[Items from a data source]
BEGIN

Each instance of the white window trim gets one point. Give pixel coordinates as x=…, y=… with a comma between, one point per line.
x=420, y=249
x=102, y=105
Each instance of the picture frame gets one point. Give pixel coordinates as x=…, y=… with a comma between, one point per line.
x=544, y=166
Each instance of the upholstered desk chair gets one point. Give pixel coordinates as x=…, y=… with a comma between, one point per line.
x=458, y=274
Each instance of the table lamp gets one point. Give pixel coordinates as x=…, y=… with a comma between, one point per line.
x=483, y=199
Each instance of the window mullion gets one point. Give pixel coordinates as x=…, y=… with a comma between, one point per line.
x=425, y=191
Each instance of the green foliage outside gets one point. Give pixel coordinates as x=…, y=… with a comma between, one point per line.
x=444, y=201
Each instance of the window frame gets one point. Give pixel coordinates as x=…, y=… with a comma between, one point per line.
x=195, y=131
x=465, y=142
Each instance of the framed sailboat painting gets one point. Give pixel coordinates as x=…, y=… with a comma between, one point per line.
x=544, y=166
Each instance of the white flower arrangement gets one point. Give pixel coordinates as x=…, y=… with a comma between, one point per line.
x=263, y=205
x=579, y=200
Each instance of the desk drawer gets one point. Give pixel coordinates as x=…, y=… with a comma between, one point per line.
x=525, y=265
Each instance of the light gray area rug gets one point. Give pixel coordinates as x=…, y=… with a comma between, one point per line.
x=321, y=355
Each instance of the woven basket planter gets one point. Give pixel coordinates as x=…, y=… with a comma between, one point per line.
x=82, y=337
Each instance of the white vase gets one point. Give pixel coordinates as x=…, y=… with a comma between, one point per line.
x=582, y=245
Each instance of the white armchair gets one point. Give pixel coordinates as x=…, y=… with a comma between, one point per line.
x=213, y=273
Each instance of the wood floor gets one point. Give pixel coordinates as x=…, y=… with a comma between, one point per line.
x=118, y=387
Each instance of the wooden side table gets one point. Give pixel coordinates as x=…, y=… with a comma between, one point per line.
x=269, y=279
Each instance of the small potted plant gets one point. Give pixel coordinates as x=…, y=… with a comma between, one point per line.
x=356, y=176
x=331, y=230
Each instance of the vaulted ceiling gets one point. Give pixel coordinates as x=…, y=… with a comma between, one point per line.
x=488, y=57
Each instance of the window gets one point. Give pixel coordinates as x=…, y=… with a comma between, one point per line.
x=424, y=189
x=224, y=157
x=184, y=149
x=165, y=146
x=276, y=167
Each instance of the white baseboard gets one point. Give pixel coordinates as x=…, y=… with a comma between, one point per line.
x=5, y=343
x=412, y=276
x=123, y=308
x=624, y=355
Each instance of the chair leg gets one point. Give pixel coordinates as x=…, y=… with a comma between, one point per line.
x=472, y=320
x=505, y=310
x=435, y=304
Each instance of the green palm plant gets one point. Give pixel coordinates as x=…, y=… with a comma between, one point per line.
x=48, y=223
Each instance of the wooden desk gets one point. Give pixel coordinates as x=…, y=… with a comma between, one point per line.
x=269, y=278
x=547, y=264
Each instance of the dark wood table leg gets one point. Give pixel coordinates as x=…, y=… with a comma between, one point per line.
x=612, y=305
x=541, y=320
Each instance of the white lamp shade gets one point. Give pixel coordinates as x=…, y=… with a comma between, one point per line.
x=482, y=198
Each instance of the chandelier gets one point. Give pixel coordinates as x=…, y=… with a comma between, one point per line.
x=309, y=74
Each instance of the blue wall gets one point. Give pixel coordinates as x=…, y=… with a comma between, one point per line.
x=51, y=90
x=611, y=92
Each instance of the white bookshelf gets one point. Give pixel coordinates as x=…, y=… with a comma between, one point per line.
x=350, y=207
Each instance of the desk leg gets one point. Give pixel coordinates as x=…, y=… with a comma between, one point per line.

END

ASSIGNED TASK -
Starting at the line that contains "Each instance of the blue" and ending at the last line of the data, repeat each line exactly; include nothing else.

RESULT OF THE EXERCISE -
Each instance of the blue wall gets one point. Give pixel coordinates as x=…, y=… with a comma between, one point per line.
x=51, y=90
x=611, y=92
Each instance of the white bookshelf gets one point. Give pixel coordinates as x=…, y=… with a comma between, one point per line.
x=350, y=207
Each instance of the desk leg gets one point. Give pixel coordinates as x=…, y=… with a comma between, one point per line.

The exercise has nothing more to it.